The downside for formulaic code kinda makes the whole thing useless from my perspective, I can't imagining a case where that works.

Maybe a good case, that i've used a lot, is using "spreadsheet inputs" and teaching the LLM to produce test cases/code based on the spreadsheet data (that I received from elsewhere). The data doesn't change and the tests won't change either so the LLM definitely helps, but this isn't code i'll ever touch again.

dontlikeyoueith · 2025-06-11T17:19:05 1749662345

> Maybe a good case, that i've used a lot, is using "spreadsheet inputs" and teaching the LLM to produce test cases/code based on the spreadsheet data (that I received from elsewhere)

This seems weird to me instead of just including the spreadsheet as a test fixture.

mlinhares · 2025-06-11T19:29:45 1749670185

The spreadsheet in this case is human made and full of "human-like things" like weird formatting and other fluffiness that makes it hard to use directly. It is also not standardized, so every time we get it it is slightly different.

vmg12 · 2025-06-11T13:57:46 1749650266

There is a lot of formulaic code that llms get right 90% of the time that are impossible to build macros for. One example that I've had to deal with is language bridge code for an embedded scripting language. Every function I want available in the scripting environment requires what is essentially a boiler plate function to be written and I had to write a lot of them.

Groxx · 2025-06-11T15:39:37 1749656377

There's also fuzzy datatype mapping in general, where they're like 90%+ identical but the remaining fields need minor special handling.

* **Dataset**:

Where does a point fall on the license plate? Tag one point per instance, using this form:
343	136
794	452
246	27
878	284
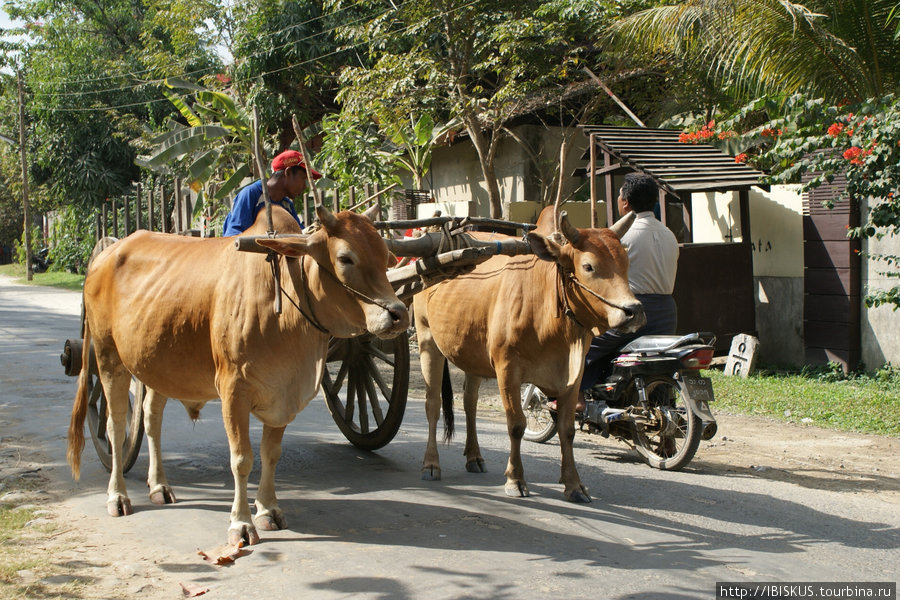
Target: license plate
699	390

* **Problem set**:
(1) Reproduce the part of the forum thread on LLMs and formulaic code that opens with the words containing "Groxx · 2025-06-11T15:39:37" and closes with "minor special handling.".
(2) In the forum thread on LLMs and formulaic code, what example does vmg12 give of formulaic code that is impossible to build macros for?

* **Solutions for each task**:
(1)
Groxx · 2025-06-11T15:39:37 1749656377

There's also fuzzy datatype mapping in general, where they're like 90%+ identical but the remaining fields need minor special handling.

(2) Language bridge code for an embedded scripting language.